(Object point labels)
"""
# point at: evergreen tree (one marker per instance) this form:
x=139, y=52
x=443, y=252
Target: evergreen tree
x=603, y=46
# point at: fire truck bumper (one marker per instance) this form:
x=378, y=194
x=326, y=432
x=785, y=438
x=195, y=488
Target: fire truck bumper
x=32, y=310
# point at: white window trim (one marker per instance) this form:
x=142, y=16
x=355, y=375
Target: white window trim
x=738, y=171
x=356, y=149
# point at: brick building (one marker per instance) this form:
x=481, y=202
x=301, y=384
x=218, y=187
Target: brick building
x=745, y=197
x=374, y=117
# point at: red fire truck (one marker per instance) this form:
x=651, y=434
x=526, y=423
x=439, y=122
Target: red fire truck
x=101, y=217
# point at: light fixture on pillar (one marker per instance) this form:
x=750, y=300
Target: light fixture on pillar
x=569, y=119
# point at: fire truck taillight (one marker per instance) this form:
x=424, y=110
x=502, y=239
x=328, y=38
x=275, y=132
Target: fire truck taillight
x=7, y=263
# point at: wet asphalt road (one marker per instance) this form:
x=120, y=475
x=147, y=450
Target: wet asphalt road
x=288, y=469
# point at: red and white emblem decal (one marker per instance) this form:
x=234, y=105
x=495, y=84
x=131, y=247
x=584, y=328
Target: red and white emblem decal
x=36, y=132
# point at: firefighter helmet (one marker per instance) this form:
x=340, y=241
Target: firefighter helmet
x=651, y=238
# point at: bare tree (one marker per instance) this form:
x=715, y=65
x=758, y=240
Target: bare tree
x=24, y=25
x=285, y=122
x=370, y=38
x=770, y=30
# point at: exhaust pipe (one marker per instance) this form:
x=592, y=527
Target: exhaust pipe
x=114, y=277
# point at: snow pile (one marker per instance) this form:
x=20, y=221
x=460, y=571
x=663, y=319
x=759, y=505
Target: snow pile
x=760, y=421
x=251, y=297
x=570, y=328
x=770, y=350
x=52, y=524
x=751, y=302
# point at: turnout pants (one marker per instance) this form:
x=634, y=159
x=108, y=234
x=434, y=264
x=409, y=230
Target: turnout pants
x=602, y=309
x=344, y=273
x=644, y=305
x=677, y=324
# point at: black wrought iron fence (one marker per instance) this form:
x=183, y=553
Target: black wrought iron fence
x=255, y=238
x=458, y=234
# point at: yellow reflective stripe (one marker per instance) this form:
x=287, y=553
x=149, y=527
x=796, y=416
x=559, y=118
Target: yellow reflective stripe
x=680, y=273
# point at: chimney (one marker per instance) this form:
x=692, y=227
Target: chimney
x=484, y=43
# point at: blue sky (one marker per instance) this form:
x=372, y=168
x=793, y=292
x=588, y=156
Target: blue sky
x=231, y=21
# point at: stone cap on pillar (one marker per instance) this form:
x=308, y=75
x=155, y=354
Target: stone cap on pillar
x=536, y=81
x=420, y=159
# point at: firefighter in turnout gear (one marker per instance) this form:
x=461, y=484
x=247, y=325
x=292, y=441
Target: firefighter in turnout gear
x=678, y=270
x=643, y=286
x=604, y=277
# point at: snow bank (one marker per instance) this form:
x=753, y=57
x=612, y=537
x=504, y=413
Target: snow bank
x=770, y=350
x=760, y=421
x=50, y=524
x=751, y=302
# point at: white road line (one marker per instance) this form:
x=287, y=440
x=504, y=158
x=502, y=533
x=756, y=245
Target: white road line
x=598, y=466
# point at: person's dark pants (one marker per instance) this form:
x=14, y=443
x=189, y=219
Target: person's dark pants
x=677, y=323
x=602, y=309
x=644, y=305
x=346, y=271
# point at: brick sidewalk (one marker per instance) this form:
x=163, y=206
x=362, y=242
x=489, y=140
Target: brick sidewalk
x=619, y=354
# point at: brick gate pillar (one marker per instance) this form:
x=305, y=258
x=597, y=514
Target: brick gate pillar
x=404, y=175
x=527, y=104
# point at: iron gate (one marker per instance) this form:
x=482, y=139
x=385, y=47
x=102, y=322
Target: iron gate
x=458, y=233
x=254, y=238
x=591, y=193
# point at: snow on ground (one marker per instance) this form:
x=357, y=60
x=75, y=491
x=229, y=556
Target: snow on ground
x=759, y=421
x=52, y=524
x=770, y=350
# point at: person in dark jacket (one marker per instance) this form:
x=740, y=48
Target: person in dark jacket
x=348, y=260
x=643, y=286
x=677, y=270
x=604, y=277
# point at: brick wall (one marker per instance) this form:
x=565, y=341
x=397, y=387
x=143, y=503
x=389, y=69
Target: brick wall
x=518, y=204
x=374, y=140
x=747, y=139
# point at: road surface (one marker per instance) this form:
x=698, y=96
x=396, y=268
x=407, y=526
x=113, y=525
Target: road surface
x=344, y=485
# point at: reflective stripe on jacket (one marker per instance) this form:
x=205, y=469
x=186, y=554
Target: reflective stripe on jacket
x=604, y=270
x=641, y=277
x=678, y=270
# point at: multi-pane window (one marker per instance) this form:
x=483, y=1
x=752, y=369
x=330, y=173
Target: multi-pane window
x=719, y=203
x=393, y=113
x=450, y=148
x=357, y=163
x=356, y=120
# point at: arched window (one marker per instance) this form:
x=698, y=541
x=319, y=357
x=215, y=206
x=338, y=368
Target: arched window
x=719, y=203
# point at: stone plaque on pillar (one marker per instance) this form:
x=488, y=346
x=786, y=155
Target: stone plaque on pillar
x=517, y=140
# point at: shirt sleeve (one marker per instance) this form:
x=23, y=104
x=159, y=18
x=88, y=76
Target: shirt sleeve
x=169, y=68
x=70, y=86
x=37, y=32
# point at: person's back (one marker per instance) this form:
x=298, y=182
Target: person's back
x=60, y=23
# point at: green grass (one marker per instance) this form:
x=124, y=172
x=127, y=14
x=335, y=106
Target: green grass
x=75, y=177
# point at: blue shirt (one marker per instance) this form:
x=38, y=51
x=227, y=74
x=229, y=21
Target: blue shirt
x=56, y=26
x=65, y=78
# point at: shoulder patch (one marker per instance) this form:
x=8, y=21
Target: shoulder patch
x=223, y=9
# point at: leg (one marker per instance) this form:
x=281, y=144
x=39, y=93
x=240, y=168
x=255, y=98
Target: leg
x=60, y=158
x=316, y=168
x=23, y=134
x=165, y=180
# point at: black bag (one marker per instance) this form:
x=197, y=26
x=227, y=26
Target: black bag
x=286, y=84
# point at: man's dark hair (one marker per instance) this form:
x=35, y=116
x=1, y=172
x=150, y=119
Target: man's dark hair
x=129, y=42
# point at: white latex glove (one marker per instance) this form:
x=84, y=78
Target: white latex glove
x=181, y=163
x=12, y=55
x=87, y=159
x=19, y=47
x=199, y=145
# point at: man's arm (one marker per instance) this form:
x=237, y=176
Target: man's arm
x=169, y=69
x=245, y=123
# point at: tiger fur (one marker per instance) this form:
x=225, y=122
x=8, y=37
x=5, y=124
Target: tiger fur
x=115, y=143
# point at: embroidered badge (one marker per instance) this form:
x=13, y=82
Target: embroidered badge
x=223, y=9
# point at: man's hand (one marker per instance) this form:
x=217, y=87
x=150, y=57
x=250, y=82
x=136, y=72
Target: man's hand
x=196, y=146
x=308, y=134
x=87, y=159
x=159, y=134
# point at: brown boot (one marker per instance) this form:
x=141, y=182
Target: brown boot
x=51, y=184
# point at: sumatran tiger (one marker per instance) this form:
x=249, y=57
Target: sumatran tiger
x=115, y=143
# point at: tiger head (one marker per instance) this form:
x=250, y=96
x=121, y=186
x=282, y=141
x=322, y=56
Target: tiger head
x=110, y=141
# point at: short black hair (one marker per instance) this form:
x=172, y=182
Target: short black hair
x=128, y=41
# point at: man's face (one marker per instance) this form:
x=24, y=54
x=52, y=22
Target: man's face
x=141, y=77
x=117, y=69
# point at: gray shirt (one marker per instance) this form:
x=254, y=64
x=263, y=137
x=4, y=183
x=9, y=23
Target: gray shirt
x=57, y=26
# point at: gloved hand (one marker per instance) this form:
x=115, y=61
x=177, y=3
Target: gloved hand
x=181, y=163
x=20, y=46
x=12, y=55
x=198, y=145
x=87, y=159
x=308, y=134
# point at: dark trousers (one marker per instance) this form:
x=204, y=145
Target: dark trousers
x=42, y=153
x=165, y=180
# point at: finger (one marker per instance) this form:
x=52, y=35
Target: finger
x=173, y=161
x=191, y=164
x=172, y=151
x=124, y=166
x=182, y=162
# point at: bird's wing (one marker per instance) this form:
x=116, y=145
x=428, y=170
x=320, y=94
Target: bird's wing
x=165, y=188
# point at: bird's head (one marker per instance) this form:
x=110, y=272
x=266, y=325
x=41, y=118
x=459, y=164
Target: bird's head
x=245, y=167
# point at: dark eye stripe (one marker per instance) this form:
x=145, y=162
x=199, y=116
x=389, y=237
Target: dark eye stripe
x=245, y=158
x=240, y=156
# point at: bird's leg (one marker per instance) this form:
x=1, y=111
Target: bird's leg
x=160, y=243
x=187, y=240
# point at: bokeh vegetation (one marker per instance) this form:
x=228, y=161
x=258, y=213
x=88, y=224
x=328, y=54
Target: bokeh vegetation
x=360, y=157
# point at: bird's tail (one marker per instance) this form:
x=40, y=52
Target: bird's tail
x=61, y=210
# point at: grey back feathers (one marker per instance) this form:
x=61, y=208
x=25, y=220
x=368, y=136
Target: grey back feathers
"""
-- What the task asks --
Please edit the data starting at the line containing "# point at: black bag" and ending at the line containing "x=245, y=123", replacing "latex" with "rubber" and changing nothing else. Return only those lines.

-- Task result --
# point at: black bag (one marker per instance) this form:
x=197, y=26
x=227, y=26
Target: black bag
x=286, y=84
# point at: man's dark hair (one marker per instance) this form:
x=35, y=116
x=1, y=172
x=150, y=119
Target: man's dark hair
x=129, y=42
# point at: white rubber glove (one marker per instance) this form:
x=84, y=78
Target: white rubber glove
x=181, y=163
x=12, y=55
x=87, y=159
x=19, y=47
x=199, y=145
# point at: man's arm (one marker per instance) this form:
x=237, y=176
Target: man's arm
x=169, y=69
x=245, y=123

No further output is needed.